Work instructions. No images are to be carried over; print all other material exactly as it stands.

Stored dataset items

╔══

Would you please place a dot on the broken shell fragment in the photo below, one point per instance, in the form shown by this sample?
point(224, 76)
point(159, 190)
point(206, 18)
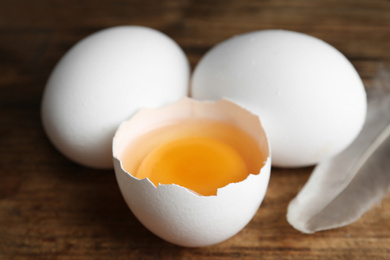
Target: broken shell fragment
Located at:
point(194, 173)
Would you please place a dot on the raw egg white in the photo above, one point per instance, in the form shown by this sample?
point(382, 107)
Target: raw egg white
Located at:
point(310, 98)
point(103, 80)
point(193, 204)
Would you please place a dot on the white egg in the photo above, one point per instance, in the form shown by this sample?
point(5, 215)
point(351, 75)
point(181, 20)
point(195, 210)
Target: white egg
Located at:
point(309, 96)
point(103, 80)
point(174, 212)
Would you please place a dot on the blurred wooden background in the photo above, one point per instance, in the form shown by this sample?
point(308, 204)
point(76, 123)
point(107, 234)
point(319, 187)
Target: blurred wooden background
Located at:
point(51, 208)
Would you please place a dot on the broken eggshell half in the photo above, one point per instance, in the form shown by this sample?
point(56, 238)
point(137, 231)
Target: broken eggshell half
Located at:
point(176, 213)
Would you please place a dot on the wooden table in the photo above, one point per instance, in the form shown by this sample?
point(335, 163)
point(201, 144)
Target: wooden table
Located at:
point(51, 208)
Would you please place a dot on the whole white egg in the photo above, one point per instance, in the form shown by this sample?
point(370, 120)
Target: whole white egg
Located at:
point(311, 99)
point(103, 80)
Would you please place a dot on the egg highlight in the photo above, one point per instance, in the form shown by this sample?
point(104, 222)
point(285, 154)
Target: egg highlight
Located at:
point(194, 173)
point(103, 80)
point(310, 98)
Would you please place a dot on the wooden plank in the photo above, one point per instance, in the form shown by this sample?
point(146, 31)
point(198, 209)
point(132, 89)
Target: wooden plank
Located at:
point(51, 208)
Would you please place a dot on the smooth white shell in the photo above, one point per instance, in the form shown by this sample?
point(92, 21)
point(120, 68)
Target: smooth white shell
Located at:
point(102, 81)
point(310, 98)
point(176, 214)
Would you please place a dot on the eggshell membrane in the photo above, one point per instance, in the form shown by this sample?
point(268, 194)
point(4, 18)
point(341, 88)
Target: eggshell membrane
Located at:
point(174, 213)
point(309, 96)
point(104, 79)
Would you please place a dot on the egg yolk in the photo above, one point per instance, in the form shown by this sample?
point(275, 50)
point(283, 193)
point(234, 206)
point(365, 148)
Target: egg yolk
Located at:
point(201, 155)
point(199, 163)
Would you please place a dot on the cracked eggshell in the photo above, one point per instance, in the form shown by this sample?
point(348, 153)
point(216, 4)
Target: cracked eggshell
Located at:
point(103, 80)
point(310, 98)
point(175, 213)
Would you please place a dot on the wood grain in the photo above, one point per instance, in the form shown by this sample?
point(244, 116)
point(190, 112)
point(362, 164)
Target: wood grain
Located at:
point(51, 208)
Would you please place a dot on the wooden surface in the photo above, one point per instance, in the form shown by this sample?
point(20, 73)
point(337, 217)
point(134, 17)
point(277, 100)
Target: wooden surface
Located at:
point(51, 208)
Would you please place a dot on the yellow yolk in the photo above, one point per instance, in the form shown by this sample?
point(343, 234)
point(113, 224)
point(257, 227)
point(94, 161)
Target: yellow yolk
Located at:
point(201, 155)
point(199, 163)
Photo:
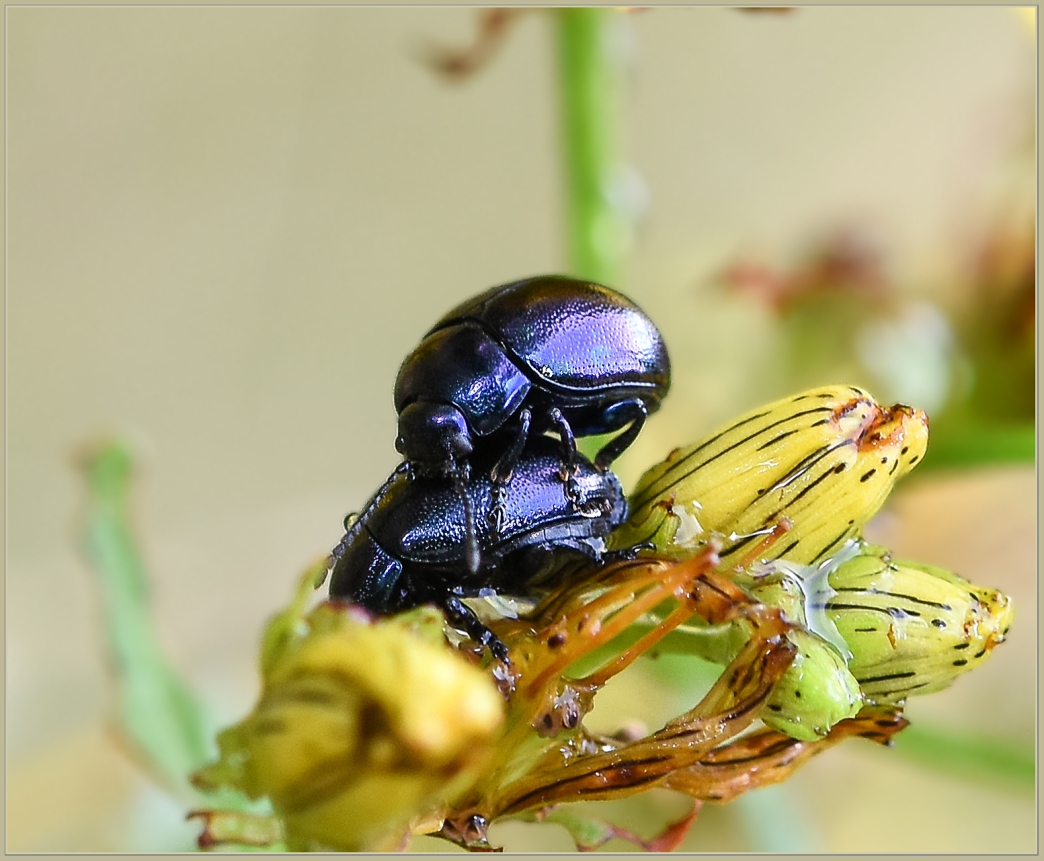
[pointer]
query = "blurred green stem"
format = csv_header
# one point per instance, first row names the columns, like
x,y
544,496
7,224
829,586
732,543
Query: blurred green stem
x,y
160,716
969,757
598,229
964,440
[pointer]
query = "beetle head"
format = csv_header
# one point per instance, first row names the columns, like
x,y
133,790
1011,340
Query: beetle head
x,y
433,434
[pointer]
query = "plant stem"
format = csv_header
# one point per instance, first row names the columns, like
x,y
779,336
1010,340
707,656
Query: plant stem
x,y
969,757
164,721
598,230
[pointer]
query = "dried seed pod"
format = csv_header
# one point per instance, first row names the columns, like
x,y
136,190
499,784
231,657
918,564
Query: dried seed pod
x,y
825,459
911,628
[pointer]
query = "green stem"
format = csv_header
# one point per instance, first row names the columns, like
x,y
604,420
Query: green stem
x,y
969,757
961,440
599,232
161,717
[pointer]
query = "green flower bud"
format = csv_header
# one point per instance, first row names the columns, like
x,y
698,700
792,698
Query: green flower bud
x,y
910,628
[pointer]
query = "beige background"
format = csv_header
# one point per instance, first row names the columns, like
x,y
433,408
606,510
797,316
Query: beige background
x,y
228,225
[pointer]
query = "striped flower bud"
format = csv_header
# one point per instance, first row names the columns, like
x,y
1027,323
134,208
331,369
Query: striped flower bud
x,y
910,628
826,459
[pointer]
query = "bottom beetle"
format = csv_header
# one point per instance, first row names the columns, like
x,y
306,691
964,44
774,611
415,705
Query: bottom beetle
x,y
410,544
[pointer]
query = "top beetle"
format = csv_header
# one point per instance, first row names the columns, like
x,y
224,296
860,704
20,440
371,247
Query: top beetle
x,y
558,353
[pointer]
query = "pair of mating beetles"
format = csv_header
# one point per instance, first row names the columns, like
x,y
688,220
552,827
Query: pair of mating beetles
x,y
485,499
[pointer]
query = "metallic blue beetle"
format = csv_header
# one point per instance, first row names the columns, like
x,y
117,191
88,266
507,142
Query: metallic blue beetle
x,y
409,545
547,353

╚══

Answer for this exercise.
Would you please place a dot on the broken shell fragment in the photo below, one point per instance, in the form shown by this sample?
point(224, 76)
point(159, 190)
point(206, 18)
Target: broken shell fragment
Located at:
point(194, 173)
Would you please place a dot on the raw egg white in the photo above, one point per instance, in the form shown by this sample?
point(382, 107)
Target: raw egg white
Located at:
point(310, 98)
point(103, 80)
point(193, 204)
Would you please place a dot on the white egg in the photo above, one point per instance, in the form shown by this sample?
point(5, 215)
point(351, 75)
point(181, 20)
point(195, 210)
Target: white egg
Located at:
point(309, 96)
point(103, 80)
point(174, 212)
Would you please place a dot on the blurred wooden background in the photo above, one point per instance, in the form shown by this sample?
point(308, 204)
point(76, 123)
point(107, 234)
point(319, 187)
Target: blurred wooden background
Located at:
point(51, 208)
Would you please place a dot on the broken eggshell half in the photo above, one point per instance, in the form shown by this sample?
point(56, 238)
point(137, 231)
Target: broken eggshell half
Located at:
point(176, 213)
Would you please place a dot on the wooden table in the photo above, one point per instance, in the form shown by this sample?
point(335, 163)
point(201, 144)
Target: wooden table
Located at:
point(51, 208)
Would you please place a dot on the whole white egg in the photo above, one point per instance, in the form shown by this sample?
point(370, 120)
Target: whole white egg
Located at:
point(311, 99)
point(103, 80)
Would you please place a dot on the egg highlight in the photo above, one point per instance, in the form shown by this sample?
point(104, 222)
point(285, 154)
Target: egg highlight
Located at:
point(194, 173)
point(103, 80)
point(310, 98)
Would you please place a dot on the wooden plank in the photo above, one point per instance, in the form shown by this sample?
point(146, 31)
point(198, 209)
point(132, 89)
Target: wooden plank
Located at:
point(51, 208)
Would you please place a dot on the smooth white shell in the photo above, one point per instance, in the form shown by this sample?
point(92, 21)
point(120, 68)
Target: smooth white shell
Located at:
point(102, 81)
point(310, 98)
point(176, 214)
Would you please place a dot on the eggshell membrane in the photo above, one point per instance, in the form shown by this sample?
point(268, 194)
point(4, 18)
point(341, 88)
Target: eggshell membrane
Located at:
point(174, 213)
point(309, 96)
point(104, 79)
Would you please place a dot on the egg yolk in the photo above, one point per instance, in the form shown by this sample?
point(275, 50)
point(283, 193)
point(234, 206)
point(365, 148)
Target: egg yolk
Located at:
point(201, 155)
point(199, 163)
Would you please place a dot on the cracked eggshell in the photo above, one point per instance, in the form shown by this sample?
point(348, 153)
point(216, 4)
Target: cracked eggshell
Located at:
point(103, 80)
point(310, 98)
point(175, 213)
Would you please place a dot on the wood grain in the photo above, one point per instance, in the form shown by this sample?
point(244, 116)
point(190, 112)
point(362, 164)
Target: wood grain
Located at:
point(51, 208)
Would you please place a dot on the wooden surface in the photo above, one point per instance, in the form shown by this sample?
point(20, 73)
point(337, 217)
point(134, 17)
point(277, 100)
Target: wooden surface
Located at:
point(51, 208)
Would you please place a dot on the yellow yolk in the photo above, one point per instance, in the form shown by this sample?
point(343, 234)
point(113, 224)
point(257, 227)
point(94, 161)
Target: yellow yolk
Located at:
point(201, 155)
point(199, 163)
Photo:
[pointer]
query = "blurred green stem"
format = csv_header
# one point per instance, first row names the columns, like
x,y
544,496
7,224
829,586
732,543
Query: blurred green stem
x,y
160,716
969,757
598,229
964,440
[pointer]
query = "beetle head"
format = csv_header
# one point per instance, first row names the columns, like
x,y
133,790
1011,340
Query: beetle head
x,y
433,434
[pointer]
query = "plant stem"
format = csv_header
# one point per instance, first row names the columns, like
x,y
779,336
1010,340
707,656
Query: plant stem
x,y
969,757
164,721
598,230
[pointer]
query = "dried seed pod"
format = csv_header
# one point per instance, first row names the columns, like
x,y
136,190
499,784
231,657
918,564
Query: dried seed pod
x,y
825,459
911,628
[pointer]
query = "green stem"
format = csv_header
# one point per instance, first row names the columns, like
x,y
604,420
Query: green stem
x,y
969,757
961,440
599,232
161,717
[pointer]
query = "green flower bud"
format = csv_header
# one point per instance, first row names the columns, like
x,y
698,700
792,698
Query: green flower bud
x,y
910,628
[pointer]
query = "beige background"
format = csv_header
# one point per instance, first row names the columns, like
x,y
433,408
606,510
797,316
Query: beige background
x,y
228,225
[pointer]
query = "striped flower bud"
format = csv_header
# one point per instance, first row names the columns, like
x,y
1027,323
134,208
331,369
Query: striped flower bud
x,y
910,628
826,459
[pointer]
query = "bottom beetle"
format = csv_header
# one point per instance, first row names the columns, like
x,y
306,691
964,44
774,611
415,705
Query: bottom beetle
x,y
410,544
[pointer]
query = "top beetle"
format = csv_header
# one point per instance, first row names the columns, like
x,y
224,296
860,704
20,440
371,247
Query: top beetle
x,y
558,353
[pointer]
query = "pair of mating beetles"
format = csv_header
# one point per instance, first row names the columns, like
x,y
688,220
552,827
Query: pair of mating beetles
x,y
485,499
[pointer]
query = "metallic blue beetle"
format = csv_header
# one point per instance, first row names the columns, like
x,y
117,191
88,266
507,142
Query: metallic blue beetle
x,y
409,545
547,353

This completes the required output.